## READING TEXT
===============
Understanding the Corporate Transparency Act and How It Affects You

As your trusted tax partners, we are committed to keeping you informed about significant legislative changes that may impact your financial and business decisions. Today, we want to introduce you to the Corporate Transparency Act (CTA), a significant development that may affect many of our clients, particularly those who currently operate business entities or are considering establishing one in 2024or beyond.


What is the Corporate Transparency Act (CTA)? 


The CTA now requires most businesses to disclose beneficial ownership information to the Financial Crimes Enforcement Network (FinCEN), a bureau of the U.S. Department of Treasury. The goal of this legislation is to prevent the misuse of legal entities for illicit purposes, such as money laundering and financing terrorism. By ensuring these reporting requirements, it is now much more difficult to have anonymous or hard-to-identify people who are associated with these entities.
===============
## MATERIAL
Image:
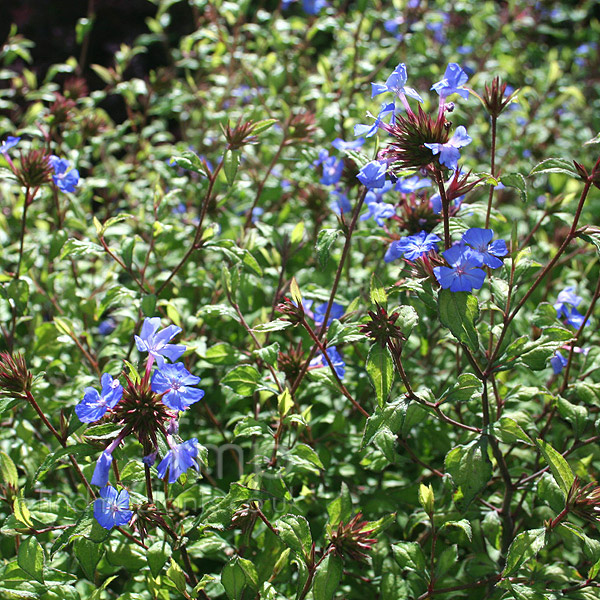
===============
## BRIEF
According to the article on the Corporate Transparency Act, to which agency must most businesses now disclose beneficial ownership information? The listing plays no part in this exercise.

## EXERCISE SOLUTION
The Financial Crimes Enforcement Network (FinCEN), a bureau of the U.S. Department of Treasury.